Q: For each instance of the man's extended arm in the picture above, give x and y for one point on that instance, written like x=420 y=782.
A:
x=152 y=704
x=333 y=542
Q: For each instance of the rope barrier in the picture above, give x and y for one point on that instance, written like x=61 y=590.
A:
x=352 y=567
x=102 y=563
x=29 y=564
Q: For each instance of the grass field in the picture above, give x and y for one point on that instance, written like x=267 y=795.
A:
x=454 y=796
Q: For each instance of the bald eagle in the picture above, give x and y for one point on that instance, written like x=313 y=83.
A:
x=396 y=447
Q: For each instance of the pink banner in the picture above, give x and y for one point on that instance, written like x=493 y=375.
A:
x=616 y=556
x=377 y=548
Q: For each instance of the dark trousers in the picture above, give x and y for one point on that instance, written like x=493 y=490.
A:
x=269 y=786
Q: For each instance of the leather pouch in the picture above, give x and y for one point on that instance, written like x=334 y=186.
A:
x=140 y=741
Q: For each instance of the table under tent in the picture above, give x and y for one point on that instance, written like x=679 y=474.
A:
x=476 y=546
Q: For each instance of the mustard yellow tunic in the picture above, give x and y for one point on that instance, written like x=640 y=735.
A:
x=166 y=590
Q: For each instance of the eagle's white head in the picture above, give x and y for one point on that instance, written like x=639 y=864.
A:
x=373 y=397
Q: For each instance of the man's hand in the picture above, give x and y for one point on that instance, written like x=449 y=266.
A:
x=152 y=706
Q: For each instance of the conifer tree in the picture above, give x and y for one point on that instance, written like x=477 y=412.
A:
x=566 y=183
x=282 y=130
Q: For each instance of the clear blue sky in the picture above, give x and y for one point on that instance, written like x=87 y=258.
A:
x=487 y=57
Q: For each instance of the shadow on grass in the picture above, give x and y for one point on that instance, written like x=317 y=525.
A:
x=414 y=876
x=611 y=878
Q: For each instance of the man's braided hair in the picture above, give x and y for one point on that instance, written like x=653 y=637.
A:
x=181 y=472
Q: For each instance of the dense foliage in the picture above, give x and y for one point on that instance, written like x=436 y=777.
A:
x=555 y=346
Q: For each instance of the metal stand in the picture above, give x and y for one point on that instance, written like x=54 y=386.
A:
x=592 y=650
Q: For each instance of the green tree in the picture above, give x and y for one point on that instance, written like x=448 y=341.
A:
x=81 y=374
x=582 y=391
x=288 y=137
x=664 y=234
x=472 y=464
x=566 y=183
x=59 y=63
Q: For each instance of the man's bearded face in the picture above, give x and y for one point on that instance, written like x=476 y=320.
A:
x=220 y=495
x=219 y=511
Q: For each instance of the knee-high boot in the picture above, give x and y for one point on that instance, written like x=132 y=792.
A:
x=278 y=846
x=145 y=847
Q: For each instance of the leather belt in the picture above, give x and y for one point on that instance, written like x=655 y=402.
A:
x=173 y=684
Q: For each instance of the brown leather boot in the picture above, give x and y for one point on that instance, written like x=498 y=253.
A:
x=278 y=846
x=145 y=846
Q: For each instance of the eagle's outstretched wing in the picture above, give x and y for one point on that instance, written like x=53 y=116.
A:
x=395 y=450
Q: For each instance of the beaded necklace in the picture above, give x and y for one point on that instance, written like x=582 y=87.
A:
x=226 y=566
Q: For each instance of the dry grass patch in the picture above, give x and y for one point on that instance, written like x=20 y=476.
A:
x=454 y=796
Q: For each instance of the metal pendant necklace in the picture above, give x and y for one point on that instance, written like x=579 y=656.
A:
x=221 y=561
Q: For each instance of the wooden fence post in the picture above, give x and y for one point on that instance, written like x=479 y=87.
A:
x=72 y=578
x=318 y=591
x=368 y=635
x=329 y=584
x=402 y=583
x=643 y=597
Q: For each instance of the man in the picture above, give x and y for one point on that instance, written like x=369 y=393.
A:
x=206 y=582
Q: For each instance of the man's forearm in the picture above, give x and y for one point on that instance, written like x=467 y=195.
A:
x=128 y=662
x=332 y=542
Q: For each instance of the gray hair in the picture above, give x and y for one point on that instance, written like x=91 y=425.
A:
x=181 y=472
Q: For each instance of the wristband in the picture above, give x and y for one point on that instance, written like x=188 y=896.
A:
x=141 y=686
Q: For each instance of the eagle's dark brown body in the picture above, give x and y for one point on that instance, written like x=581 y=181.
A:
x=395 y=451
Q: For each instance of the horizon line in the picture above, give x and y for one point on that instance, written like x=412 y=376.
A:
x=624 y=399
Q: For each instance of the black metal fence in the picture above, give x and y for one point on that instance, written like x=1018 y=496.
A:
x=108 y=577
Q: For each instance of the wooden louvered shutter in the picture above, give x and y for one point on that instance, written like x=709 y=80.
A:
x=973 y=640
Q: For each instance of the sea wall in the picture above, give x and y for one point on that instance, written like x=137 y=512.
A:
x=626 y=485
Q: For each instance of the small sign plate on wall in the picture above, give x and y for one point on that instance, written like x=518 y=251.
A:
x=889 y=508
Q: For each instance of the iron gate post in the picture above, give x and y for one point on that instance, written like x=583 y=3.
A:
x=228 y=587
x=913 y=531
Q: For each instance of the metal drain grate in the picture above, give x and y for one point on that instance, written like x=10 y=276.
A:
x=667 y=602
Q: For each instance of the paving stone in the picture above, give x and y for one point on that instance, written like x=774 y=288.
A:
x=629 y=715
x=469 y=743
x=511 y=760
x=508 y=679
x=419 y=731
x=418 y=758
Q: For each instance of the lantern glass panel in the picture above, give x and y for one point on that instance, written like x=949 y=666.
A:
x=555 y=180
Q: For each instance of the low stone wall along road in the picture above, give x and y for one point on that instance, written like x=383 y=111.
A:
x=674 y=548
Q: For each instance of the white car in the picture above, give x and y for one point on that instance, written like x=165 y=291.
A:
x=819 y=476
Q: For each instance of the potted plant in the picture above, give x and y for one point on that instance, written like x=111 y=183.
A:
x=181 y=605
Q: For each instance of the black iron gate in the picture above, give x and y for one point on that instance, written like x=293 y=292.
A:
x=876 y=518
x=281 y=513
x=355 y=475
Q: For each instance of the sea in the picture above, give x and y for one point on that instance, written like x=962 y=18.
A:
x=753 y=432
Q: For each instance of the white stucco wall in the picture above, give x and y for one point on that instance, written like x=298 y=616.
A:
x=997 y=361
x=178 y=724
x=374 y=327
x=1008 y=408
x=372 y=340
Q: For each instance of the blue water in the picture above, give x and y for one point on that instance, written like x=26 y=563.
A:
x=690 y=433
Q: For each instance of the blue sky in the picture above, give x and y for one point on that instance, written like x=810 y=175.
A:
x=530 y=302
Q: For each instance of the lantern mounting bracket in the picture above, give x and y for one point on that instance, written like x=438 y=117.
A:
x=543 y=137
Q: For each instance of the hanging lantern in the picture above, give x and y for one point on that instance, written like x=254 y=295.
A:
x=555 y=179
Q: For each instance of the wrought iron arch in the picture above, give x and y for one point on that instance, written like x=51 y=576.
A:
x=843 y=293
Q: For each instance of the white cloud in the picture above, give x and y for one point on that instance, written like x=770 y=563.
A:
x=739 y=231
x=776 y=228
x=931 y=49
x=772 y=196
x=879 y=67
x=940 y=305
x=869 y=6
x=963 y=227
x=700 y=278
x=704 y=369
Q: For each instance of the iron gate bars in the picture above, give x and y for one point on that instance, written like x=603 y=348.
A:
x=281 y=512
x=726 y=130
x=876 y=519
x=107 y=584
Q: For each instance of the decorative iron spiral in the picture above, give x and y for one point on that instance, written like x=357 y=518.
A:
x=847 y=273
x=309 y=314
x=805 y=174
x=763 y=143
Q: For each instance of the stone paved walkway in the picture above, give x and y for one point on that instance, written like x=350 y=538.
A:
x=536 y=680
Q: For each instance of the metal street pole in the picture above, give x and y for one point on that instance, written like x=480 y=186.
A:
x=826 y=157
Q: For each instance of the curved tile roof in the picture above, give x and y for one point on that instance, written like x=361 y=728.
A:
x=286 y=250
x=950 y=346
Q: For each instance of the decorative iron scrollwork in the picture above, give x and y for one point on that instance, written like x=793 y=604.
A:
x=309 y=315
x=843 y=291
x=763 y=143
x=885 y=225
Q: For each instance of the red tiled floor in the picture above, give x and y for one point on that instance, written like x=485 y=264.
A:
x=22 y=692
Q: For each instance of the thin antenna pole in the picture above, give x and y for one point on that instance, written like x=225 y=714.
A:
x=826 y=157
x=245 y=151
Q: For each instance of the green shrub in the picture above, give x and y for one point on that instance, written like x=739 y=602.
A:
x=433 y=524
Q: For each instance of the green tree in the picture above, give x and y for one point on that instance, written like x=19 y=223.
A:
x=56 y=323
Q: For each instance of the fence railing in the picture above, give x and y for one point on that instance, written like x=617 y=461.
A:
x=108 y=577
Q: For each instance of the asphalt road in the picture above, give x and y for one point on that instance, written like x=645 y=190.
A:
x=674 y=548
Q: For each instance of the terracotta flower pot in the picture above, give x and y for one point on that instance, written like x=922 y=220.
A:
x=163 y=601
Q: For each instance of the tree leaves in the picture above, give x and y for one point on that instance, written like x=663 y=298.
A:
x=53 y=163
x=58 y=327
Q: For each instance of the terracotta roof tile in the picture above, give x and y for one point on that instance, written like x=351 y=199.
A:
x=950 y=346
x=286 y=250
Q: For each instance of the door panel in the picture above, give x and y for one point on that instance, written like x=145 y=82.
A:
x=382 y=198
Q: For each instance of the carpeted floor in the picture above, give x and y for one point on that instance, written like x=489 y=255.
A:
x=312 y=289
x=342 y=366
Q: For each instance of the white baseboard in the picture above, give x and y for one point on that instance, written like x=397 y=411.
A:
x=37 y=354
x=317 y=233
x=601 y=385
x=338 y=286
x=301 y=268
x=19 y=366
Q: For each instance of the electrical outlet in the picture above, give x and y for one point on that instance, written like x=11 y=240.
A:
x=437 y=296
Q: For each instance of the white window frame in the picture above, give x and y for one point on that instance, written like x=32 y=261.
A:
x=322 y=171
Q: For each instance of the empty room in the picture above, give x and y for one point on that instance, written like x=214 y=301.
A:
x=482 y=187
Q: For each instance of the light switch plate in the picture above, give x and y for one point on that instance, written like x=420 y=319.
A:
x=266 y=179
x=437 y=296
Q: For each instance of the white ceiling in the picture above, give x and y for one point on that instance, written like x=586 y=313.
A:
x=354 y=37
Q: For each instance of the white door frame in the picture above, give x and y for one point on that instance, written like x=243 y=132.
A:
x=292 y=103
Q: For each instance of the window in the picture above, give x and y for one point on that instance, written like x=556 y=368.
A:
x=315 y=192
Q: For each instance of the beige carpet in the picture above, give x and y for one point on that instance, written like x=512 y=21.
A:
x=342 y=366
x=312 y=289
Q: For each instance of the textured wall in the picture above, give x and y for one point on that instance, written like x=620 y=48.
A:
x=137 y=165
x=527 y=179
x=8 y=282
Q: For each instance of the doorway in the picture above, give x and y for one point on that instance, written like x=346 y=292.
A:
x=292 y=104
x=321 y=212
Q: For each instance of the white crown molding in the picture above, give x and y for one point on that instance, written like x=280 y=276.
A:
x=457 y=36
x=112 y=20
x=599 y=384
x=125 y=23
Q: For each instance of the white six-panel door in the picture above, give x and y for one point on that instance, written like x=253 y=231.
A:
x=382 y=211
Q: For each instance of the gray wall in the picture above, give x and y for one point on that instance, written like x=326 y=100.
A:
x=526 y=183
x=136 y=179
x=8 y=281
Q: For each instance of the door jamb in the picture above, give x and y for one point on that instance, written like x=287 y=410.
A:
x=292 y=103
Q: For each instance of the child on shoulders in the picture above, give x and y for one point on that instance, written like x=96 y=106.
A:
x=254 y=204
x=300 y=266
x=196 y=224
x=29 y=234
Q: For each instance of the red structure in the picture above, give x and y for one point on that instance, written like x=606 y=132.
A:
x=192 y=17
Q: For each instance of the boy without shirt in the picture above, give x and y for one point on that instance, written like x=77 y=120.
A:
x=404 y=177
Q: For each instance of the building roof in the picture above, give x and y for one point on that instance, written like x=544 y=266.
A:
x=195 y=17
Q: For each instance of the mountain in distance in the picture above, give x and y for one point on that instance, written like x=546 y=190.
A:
——————
Prompt
Each line that holds the string "wooden" counts once. Give the total for the listing and nothing else.

Task answer
2